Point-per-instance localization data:
==============================
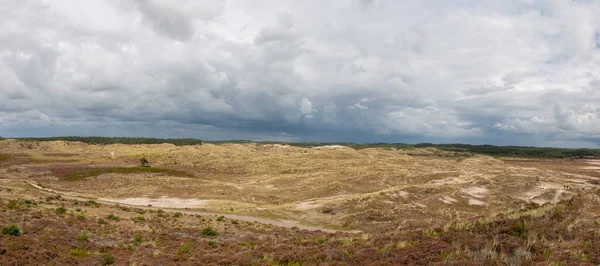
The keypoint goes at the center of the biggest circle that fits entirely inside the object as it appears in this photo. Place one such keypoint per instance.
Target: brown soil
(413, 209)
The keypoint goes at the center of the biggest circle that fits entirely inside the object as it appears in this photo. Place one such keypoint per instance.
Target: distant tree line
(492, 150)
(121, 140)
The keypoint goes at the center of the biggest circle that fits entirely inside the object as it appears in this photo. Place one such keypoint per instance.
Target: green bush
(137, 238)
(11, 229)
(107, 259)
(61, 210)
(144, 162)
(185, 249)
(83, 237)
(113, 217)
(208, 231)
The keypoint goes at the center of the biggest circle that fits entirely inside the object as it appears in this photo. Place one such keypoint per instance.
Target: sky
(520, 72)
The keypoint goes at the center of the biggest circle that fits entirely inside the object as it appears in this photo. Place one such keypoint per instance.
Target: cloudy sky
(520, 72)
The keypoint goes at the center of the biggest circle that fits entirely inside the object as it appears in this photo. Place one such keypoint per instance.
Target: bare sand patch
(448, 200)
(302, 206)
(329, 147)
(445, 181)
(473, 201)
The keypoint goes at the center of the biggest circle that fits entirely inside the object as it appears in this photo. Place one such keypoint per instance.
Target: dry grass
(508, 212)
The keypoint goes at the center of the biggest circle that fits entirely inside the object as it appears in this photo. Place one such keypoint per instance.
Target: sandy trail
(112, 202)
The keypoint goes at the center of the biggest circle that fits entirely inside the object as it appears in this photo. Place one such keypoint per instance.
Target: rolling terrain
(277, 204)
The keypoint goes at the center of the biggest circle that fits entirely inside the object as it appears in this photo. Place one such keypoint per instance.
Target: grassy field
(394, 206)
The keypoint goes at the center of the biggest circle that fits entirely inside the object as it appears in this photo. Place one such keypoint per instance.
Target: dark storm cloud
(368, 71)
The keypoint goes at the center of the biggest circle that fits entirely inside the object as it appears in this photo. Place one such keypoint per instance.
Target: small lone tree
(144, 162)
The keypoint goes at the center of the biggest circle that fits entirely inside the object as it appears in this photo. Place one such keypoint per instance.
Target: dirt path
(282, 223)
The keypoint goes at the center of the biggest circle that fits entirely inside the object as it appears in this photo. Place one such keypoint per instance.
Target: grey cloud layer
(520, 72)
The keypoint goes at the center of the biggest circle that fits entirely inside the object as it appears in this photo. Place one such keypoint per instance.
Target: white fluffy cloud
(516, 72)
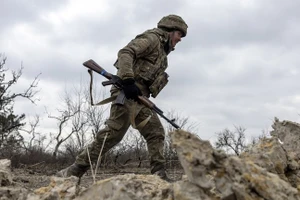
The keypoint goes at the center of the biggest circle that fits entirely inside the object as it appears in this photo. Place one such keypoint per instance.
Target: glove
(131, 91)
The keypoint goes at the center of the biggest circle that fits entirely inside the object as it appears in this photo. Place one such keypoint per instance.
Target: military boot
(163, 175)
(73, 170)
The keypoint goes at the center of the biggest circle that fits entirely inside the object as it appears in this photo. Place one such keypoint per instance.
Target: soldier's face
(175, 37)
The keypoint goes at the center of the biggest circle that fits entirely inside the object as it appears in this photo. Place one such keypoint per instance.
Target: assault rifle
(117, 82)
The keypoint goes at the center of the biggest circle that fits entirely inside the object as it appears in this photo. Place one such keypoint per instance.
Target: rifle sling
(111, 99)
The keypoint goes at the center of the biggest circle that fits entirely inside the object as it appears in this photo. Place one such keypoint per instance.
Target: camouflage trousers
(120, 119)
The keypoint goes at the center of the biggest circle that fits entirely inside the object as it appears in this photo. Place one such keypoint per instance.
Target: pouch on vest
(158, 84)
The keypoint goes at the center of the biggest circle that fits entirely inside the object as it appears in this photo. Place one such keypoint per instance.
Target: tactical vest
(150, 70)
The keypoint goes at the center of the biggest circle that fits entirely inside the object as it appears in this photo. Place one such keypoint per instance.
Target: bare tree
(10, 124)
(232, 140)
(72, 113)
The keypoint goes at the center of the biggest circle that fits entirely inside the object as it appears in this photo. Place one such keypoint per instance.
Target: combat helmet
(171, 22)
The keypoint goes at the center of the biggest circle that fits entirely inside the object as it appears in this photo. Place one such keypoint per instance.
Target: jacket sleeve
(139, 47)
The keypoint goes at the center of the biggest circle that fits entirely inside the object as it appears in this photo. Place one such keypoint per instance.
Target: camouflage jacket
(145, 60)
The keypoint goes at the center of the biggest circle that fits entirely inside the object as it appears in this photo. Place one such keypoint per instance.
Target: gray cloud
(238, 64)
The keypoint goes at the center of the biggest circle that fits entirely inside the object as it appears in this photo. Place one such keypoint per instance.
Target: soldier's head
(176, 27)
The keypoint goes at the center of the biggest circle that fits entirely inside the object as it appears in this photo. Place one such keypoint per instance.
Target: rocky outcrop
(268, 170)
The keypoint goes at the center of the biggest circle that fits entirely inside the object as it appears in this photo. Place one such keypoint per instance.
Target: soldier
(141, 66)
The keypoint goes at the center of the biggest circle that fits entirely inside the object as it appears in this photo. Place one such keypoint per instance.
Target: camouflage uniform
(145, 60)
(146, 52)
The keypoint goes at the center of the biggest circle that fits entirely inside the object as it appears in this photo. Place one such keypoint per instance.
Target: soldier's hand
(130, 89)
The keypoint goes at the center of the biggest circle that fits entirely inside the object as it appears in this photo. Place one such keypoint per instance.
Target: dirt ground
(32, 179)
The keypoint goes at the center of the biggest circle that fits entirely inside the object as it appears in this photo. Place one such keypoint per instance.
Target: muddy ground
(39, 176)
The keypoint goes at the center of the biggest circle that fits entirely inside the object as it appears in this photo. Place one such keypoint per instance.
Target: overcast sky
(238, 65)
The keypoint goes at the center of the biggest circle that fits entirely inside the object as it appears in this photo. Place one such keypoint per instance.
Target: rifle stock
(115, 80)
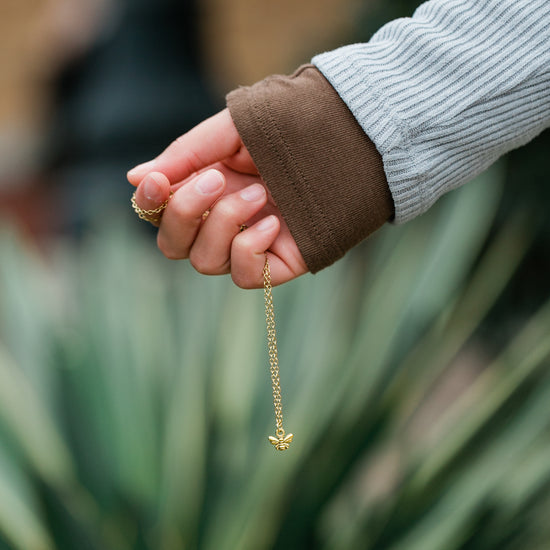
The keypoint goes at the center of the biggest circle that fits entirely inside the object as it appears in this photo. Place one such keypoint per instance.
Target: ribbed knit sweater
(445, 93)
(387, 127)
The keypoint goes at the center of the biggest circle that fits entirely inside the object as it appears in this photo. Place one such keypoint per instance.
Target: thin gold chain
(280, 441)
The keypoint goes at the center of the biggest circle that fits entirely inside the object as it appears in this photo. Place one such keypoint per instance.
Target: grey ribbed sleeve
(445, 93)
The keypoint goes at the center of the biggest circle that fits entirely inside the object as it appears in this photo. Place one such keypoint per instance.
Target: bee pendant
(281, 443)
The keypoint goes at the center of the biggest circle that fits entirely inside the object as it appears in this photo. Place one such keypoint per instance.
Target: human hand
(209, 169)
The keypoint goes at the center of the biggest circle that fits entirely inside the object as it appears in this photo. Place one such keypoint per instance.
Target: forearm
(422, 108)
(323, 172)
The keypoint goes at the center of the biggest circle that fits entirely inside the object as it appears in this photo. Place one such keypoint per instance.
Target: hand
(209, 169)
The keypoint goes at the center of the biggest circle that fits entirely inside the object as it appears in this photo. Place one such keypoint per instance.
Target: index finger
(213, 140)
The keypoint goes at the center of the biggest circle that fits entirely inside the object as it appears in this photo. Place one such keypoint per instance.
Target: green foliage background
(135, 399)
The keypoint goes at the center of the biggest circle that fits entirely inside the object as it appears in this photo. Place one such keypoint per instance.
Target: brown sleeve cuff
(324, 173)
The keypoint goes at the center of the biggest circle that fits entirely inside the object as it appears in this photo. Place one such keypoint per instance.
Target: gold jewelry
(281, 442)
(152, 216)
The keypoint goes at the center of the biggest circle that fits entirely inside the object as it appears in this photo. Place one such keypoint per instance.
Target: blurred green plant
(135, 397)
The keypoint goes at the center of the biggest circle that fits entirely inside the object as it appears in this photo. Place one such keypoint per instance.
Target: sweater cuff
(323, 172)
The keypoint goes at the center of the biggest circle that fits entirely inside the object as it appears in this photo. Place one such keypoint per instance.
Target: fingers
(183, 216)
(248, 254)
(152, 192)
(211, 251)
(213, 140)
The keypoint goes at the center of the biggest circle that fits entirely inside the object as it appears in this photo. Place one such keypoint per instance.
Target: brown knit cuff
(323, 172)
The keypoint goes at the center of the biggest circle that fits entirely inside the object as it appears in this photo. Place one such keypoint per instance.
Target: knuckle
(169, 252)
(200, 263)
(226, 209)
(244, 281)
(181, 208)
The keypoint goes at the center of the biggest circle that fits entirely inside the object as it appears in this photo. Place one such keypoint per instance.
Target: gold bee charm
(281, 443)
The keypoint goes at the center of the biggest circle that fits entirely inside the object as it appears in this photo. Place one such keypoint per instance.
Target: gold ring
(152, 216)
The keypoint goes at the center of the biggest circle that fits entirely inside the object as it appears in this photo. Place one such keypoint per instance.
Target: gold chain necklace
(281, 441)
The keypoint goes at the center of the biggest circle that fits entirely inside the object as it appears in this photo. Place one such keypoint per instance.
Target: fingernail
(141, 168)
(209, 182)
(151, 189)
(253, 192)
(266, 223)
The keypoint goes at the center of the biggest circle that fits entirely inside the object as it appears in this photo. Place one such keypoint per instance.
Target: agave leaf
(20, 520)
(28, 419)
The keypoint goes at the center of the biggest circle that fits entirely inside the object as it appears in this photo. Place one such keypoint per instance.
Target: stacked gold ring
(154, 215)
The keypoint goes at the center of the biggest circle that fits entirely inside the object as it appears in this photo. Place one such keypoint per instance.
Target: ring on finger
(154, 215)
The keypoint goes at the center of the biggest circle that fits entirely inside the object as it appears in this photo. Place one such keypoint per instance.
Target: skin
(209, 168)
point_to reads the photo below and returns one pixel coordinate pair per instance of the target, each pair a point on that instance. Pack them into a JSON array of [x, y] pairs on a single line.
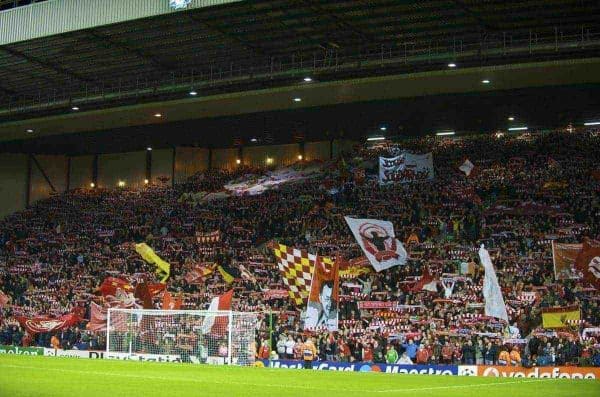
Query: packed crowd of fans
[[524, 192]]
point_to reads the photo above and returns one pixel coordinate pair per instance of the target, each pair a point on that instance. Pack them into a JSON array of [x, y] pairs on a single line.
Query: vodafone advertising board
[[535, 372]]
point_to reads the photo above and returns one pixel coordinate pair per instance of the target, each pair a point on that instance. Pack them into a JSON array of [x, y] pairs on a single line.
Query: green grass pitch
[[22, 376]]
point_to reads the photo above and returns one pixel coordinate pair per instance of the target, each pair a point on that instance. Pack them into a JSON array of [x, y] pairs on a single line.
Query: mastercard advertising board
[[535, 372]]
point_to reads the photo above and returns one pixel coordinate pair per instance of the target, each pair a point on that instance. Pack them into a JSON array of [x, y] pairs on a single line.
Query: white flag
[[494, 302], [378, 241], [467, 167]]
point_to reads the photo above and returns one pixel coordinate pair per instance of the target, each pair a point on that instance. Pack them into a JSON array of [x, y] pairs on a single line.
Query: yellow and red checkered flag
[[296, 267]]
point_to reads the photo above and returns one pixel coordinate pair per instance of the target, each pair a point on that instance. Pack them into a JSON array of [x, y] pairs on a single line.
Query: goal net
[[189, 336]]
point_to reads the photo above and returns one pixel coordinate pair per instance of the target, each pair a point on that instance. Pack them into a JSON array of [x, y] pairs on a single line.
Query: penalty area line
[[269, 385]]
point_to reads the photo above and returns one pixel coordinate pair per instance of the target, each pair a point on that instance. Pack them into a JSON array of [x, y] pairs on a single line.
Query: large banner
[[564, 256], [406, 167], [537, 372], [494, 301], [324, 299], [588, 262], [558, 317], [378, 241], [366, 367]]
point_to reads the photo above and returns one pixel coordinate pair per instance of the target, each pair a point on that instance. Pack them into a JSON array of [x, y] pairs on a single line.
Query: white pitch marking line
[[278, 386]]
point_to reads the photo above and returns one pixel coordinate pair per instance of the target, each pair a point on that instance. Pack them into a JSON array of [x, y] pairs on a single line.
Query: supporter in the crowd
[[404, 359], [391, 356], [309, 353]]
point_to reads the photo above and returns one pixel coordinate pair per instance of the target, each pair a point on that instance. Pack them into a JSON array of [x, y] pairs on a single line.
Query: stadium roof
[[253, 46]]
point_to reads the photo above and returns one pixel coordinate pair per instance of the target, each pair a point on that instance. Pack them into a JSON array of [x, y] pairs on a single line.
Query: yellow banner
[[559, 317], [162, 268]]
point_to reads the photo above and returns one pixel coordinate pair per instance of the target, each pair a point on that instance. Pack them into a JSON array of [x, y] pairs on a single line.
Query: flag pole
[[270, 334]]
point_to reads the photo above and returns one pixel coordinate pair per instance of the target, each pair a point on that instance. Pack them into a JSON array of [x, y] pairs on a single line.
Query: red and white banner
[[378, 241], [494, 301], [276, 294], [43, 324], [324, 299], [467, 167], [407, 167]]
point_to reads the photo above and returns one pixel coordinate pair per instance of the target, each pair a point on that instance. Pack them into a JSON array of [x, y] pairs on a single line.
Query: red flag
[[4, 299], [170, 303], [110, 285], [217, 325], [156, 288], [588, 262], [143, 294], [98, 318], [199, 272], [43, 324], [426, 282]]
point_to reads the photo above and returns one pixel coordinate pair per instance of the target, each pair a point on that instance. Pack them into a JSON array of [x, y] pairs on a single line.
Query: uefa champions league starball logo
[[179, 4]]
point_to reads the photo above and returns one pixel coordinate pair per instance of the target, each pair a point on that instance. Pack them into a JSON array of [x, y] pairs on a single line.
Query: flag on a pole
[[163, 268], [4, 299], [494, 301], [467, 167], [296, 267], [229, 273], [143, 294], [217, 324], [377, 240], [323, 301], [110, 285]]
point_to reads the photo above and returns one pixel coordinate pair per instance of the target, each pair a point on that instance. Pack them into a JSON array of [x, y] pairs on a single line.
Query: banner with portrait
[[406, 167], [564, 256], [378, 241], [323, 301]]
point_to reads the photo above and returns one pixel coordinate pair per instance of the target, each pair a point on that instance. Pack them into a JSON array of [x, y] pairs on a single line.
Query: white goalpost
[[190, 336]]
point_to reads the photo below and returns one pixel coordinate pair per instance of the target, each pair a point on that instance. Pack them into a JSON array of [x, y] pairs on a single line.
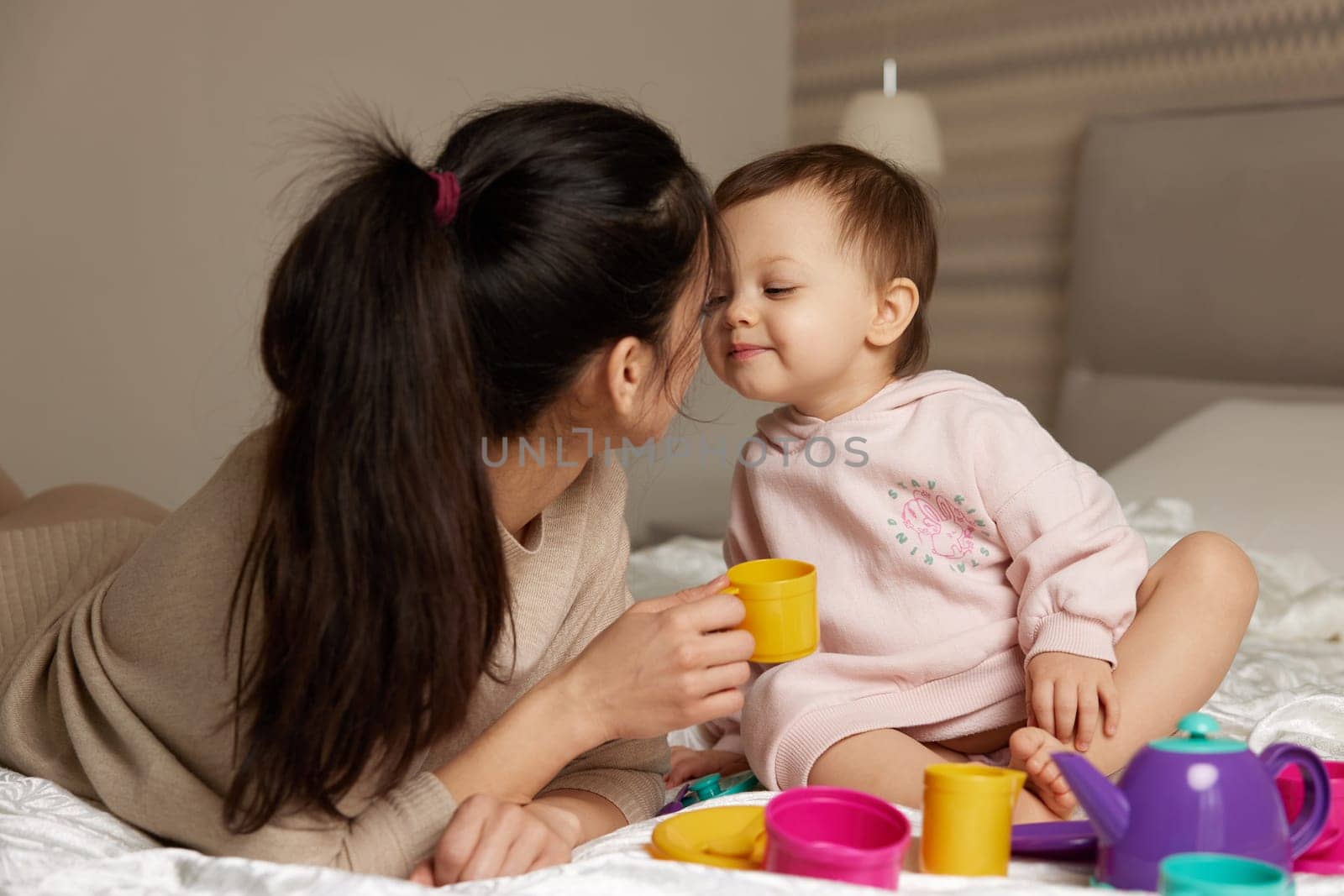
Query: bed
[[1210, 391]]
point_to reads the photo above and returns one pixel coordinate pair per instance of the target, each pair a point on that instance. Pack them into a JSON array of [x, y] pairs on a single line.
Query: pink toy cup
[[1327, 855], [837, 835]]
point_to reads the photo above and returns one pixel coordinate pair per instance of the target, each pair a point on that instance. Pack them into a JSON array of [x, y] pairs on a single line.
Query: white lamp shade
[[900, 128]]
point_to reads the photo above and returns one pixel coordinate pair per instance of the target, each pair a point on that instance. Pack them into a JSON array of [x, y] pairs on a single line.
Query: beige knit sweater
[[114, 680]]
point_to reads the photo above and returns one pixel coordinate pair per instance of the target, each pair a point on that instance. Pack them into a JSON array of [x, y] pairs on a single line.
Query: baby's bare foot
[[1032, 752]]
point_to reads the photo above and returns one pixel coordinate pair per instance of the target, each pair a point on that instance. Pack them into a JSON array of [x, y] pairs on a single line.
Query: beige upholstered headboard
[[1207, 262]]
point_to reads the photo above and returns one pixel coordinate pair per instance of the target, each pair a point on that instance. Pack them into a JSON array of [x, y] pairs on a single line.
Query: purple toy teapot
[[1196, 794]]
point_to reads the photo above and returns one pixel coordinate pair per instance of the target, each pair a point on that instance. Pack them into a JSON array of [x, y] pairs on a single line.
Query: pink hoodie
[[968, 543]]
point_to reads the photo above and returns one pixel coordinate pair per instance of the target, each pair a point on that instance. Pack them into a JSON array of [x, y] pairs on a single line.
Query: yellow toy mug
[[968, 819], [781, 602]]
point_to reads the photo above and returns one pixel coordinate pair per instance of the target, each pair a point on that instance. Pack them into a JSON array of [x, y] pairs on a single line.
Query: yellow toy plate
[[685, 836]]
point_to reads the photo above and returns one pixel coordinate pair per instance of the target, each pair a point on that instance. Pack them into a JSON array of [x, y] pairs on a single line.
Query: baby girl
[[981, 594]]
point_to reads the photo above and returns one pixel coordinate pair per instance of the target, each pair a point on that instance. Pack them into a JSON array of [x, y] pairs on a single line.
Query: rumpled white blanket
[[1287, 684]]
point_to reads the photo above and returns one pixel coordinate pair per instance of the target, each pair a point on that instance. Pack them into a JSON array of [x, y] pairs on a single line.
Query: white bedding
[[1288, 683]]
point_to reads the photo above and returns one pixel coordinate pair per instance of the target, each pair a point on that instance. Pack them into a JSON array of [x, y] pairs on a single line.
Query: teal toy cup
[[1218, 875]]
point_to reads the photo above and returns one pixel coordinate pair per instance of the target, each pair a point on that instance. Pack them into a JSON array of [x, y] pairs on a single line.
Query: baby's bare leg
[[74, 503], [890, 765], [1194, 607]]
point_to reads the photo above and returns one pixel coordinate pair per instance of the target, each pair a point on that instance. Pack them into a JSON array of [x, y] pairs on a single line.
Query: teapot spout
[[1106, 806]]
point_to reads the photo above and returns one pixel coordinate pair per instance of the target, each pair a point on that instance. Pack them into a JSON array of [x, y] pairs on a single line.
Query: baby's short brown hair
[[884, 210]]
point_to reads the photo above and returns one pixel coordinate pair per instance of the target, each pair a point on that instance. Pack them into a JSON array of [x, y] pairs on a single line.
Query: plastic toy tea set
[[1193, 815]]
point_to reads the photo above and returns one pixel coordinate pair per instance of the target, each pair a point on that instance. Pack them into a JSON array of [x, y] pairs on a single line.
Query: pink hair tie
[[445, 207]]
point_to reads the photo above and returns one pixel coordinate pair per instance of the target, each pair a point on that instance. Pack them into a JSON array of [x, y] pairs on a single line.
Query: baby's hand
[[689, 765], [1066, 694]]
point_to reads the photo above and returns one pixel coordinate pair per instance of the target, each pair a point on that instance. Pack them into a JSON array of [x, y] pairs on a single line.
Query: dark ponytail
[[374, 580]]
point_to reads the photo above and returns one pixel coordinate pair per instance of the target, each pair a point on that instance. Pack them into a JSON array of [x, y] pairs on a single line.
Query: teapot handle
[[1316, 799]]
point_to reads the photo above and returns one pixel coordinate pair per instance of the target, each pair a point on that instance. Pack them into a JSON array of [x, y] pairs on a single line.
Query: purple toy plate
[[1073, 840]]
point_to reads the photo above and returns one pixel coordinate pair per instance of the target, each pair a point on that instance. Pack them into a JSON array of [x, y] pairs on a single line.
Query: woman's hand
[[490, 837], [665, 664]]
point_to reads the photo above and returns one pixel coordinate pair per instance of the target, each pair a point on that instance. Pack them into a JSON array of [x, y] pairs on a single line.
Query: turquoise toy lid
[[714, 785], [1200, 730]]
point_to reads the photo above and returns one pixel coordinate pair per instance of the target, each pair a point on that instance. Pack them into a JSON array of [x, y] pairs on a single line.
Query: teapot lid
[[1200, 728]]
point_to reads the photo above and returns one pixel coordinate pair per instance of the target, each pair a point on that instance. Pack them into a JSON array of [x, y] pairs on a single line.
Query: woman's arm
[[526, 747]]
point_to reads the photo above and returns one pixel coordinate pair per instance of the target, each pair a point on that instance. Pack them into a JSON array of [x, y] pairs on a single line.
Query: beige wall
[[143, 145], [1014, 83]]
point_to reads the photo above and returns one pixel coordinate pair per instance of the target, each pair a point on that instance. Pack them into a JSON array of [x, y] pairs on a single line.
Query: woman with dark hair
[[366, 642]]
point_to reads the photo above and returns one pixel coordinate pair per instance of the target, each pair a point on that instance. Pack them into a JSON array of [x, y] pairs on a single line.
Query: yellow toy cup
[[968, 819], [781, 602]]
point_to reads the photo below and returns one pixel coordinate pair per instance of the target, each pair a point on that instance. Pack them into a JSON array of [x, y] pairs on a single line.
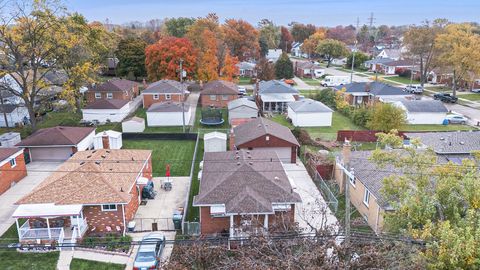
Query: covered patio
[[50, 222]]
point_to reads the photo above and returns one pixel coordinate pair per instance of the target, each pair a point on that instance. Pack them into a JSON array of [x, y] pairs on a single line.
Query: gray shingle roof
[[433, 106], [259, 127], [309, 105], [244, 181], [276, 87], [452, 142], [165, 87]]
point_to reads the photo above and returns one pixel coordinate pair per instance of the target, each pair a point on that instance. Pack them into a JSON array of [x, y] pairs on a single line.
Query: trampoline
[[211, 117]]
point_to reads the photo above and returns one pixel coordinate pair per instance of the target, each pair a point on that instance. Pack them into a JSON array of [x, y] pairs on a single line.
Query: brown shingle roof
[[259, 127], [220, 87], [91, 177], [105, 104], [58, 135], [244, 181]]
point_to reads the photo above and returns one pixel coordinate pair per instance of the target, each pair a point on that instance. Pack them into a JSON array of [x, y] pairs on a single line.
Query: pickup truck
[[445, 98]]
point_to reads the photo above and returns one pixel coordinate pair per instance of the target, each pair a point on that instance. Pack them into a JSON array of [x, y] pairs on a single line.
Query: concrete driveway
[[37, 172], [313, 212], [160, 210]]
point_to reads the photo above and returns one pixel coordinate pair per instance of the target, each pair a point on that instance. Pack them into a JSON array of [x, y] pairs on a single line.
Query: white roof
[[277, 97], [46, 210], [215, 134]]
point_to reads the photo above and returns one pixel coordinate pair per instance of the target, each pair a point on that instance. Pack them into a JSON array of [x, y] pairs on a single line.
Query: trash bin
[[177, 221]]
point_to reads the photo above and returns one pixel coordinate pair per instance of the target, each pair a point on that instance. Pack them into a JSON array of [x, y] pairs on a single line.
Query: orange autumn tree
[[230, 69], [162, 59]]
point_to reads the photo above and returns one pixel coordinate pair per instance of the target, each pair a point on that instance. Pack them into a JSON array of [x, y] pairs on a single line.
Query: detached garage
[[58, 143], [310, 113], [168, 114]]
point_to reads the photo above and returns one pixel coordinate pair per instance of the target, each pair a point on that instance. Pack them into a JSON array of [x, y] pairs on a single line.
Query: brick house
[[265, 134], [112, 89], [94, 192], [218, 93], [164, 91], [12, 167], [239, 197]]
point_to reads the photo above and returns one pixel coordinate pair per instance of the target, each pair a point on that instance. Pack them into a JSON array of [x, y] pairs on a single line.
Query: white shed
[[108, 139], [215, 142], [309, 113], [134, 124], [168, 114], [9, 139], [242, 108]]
==============================
WORK ORDER |
All lines from the one that contains "Query: detached garage" to the end of the records above are to be copied exactly; leave out the rest.

ANSWER TO THE EXERCISE |
Query: detached garage
[[58, 143], [310, 113], [168, 114]]
point_to reads the photo above and returns one pixel coordinate pair per instance of the target, each pair a point on that instance. Pack them into a JSON array of [x, y] pairs on a single line.
Query: brick house
[[265, 134], [112, 89], [94, 192], [218, 93], [164, 91], [12, 167], [239, 197]]
point_to reads the photo above and returns one pixel coordinate pair per instance of the target, each pair a point on that instance. Pack them into a JSON array of [x, y] pairs on a single line.
Query: white shed
[[108, 139], [215, 142], [309, 113], [134, 124], [168, 114], [9, 139], [242, 108]]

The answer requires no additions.